(Point localization data)
----

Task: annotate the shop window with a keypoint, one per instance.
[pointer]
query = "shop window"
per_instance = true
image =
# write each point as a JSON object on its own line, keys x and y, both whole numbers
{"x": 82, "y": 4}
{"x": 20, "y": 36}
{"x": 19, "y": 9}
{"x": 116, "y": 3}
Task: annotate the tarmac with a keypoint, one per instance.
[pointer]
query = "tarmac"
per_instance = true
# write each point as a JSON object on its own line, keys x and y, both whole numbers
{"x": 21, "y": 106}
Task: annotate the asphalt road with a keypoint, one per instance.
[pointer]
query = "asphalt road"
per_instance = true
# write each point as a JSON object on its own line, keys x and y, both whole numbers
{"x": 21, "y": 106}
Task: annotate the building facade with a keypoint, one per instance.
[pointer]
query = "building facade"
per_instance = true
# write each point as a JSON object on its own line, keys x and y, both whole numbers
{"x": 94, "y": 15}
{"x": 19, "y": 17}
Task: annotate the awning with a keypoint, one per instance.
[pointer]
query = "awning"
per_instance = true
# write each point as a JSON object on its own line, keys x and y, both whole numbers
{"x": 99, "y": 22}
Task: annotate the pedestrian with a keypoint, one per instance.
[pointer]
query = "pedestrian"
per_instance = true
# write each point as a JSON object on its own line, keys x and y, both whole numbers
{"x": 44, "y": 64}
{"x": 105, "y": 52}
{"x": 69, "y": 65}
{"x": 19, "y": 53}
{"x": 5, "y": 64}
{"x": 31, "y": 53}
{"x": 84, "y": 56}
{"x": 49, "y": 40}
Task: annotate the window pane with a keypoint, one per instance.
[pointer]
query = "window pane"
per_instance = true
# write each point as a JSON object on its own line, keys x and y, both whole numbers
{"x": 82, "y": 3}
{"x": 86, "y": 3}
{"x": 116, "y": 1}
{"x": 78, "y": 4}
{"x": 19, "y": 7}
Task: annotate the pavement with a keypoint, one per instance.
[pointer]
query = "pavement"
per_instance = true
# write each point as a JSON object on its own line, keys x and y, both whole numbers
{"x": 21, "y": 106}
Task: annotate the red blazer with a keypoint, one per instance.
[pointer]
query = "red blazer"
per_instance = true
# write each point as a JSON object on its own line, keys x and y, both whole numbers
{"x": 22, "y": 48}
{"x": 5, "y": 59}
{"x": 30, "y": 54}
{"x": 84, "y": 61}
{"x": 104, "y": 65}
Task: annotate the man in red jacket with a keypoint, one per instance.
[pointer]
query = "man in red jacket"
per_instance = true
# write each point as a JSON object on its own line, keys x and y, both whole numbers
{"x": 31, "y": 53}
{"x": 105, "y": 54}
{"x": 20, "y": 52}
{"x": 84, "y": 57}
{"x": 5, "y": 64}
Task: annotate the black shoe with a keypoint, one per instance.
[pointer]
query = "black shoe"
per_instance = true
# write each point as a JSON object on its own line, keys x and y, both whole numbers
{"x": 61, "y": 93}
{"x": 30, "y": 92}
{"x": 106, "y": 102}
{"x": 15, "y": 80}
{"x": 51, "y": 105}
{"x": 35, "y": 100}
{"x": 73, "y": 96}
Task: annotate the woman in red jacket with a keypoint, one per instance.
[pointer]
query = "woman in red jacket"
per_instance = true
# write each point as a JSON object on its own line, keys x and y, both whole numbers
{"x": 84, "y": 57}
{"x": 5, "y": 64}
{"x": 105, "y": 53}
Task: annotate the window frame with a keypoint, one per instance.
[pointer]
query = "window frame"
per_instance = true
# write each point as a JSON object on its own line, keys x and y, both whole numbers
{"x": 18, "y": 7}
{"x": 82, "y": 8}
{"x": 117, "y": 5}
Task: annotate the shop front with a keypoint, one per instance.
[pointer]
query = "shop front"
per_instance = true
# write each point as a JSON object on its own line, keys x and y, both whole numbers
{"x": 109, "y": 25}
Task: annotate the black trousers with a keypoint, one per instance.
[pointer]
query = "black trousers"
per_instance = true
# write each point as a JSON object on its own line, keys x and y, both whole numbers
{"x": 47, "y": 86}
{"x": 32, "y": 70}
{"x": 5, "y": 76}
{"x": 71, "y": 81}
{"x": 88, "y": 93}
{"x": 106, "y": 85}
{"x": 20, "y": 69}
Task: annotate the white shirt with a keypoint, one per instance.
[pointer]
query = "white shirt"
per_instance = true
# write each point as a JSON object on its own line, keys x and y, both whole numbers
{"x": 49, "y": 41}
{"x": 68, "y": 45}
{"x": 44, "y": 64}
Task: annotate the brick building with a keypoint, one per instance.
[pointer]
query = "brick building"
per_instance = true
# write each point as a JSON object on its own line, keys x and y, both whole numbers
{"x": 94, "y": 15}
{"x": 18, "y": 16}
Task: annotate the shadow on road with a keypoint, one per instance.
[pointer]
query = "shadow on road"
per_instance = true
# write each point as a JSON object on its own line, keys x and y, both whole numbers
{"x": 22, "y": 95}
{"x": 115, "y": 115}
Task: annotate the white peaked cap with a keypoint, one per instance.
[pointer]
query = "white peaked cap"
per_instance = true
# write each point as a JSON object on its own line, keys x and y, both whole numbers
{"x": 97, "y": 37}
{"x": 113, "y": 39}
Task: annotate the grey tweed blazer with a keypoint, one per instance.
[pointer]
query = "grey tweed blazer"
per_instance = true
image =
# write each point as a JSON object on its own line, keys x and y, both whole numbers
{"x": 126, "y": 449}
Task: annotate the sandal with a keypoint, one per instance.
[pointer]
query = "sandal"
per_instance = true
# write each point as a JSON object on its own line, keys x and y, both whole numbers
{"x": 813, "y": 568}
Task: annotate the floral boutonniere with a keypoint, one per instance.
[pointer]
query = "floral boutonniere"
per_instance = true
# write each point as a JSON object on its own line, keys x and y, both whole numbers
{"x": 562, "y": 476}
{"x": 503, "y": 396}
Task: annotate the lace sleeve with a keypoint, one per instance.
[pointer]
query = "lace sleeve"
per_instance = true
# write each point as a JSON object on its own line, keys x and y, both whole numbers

----

**WORK TO BE COMPLETED**
I would like the records restated exactly, with every line intact.

**TASK SOLUTION**
Task: annotate the shop window with a keypoint, one per instance.
[pointer]
query = "shop window"
per_instance = true
image =
# write each point as a JSON object on its own line, keys x and y, both whole numbers
{"x": 82, "y": 4}
{"x": 20, "y": 36}
{"x": 19, "y": 9}
{"x": 116, "y": 3}
Task: annotate the tarmac with a keypoint, one per instance.
[pointer]
query = "tarmac"
per_instance = true
# write each point as a JSON object on its own line, keys x and y, both whole numbers
{"x": 21, "y": 106}
Task: annotate the asphalt road with a keypoint, one per instance.
[pointer]
query = "asphalt road"
per_instance = true
# write each point as a JSON object on its own line, keys x and y, both whole numbers
{"x": 21, "y": 106}
Task: annotate the building facade with a keypoint, one per instance.
[pointer]
query = "building facade"
per_instance = true
# write each point as a JSON object on its own line, keys x and y, both whole numbers
{"x": 94, "y": 15}
{"x": 19, "y": 17}
Task: annotate the awning with a keypoint, one per instance.
[pointer]
query = "awning"
per_instance = true
# write each point as a JSON object on its own line, keys x and y, both whole numbers
{"x": 99, "y": 22}
Task: annotate the pedestrian with a keypoint, one per instance.
[pointer]
query = "pedestrian"
per_instance = true
# write each point as a JSON object on its own line, keys x and y, both whole numbers
{"x": 44, "y": 64}
{"x": 105, "y": 52}
{"x": 69, "y": 65}
{"x": 19, "y": 53}
{"x": 5, "y": 64}
{"x": 31, "y": 53}
{"x": 84, "y": 56}
{"x": 49, "y": 40}
Task: annotate the window pane with a keypoint, one per instance.
[pointer]
query = "window pane"
per_instance = true
# write each point as a JSON object on its own line, keys x and y, both whole numbers
{"x": 82, "y": 3}
{"x": 86, "y": 3}
{"x": 116, "y": 1}
{"x": 78, "y": 4}
{"x": 19, "y": 7}
Task: annotate the pavement with a keypoint, one per instance.
[pointer]
query = "pavement"
per_instance = true
# write each point as a JSON object on its own line, keys x and y, both whole numbers
{"x": 21, "y": 106}
Task: annotate the red blazer with a keypoint, one per instance.
[pointer]
query = "red blazer"
per_instance = true
# write each point as a JSON object on its own line, keys x and y, both whole numbers
{"x": 22, "y": 48}
{"x": 5, "y": 59}
{"x": 30, "y": 54}
{"x": 84, "y": 61}
{"x": 104, "y": 65}
Task: annotate the man in red jacket with a keypoint, one per instance.
[pointer]
query = "man in red jacket"
per_instance = true
# write each point as a JSON object on its own line, keys x and y, both whole numbers
{"x": 31, "y": 53}
{"x": 105, "y": 54}
{"x": 20, "y": 52}
{"x": 84, "y": 57}
{"x": 5, "y": 64}
Task: annotate the black shoe with a keypoint, one per instance.
[pointer]
query = "black shoe"
per_instance = true
# write each point as a JSON object on its own line, keys x and y, both whole numbers
{"x": 61, "y": 93}
{"x": 30, "y": 92}
{"x": 106, "y": 102}
{"x": 15, "y": 80}
{"x": 51, "y": 105}
{"x": 35, "y": 100}
{"x": 73, "y": 96}
Task: annotate the woman in red jacket with a keypoint, one per instance.
[pointer]
query = "woman in red jacket"
per_instance = true
# write each point as a JSON object on its own line, keys x and y, both whole numbers
{"x": 84, "y": 57}
{"x": 5, "y": 64}
{"x": 105, "y": 53}
Task: annotate the window frame with a keypoint, one per instance.
[pointer]
query = "window frame"
per_instance = true
# write each point as a JSON object on its own line, keys x and y, both whole numbers
{"x": 18, "y": 7}
{"x": 82, "y": 8}
{"x": 117, "y": 5}
Task: annotate the shop front with a keypoint, one per instance.
[pointer]
query = "shop front"
per_instance = true
# write each point as a JSON object on its own line, keys x and y, both whole numbers
{"x": 109, "y": 25}
Task: annotate the black trousers with a keypoint, one per instance.
[pointer]
query = "black trousers"
per_instance = true
# write each point as a JSON object on its own line, keys x and y, both whole numbers
{"x": 47, "y": 86}
{"x": 32, "y": 70}
{"x": 5, "y": 76}
{"x": 71, "y": 81}
{"x": 88, "y": 93}
{"x": 106, "y": 85}
{"x": 20, "y": 69}
Task: annotate the white shirt with a keypoint, one per instance.
[pointer]
query = "white shirt"
per_instance = true
# write each point as a JSON object on its own line, keys x and y, both whole numbers
{"x": 49, "y": 41}
{"x": 68, "y": 45}
{"x": 44, "y": 64}
Task: annotate the brick building with a keypoint, one per instance.
[pointer]
query = "brick building"
per_instance = true
# write each point as a JSON object on its own line, keys x and y, both whole numbers
{"x": 94, "y": 15}
{"x": 18, "y": 16}
Task: annotate the shadow on road with a keypoint, one per instance.
[pointer]
query = "shadow on road"
per_instance = true
# write each point as a JSON object on its own line, keys x and y, both whole numbers
{"x": 22, "y": 95}
{"x": 115, "y": 115}
Task: annotate the white peaked cap with a keypoint, one per instance.
[pointer]
query = "white peaked cap"
per_instance = true
# write each point as a JSON object on its own line, keys x and y, both whole numbers
{"x": 97, "y": 37}
{"x": 113, "y": 39}
Task: annotate the grey tweed blazer with a keypoint, one per instance.
[pointer]
query = "grey tweed blazer"
per_instance = true
image =
# write each point as a JSON object on its own line, keys x and y, both whole numbers
{"x": 126, "y": 449}
Task: annotate the sandal with a keypoint, one per instance.
[pointer]
query = "sandal"
per_instance = true
# write each point as a JSON object on its own line, keys x and y, both whole numbers
{"x": 813, "y": 568}
Task: annotate the floral boutonniere with a keypoint, one per instance.
[pointer]
query = "floral boutonniere"
per_instance = true
# write each point as a JSON object on its own line, keys x and y, both whole numbers
{"x": 562, "y": 476}
{"x": 503, "y": 396}
Task: annotate the lace sleeve with a keypoint, one per instance.
[pointer]
query = "lace sleeve"
per_instance = true
# write each point as a JSON object on its own line, keys x and y, both whole numbers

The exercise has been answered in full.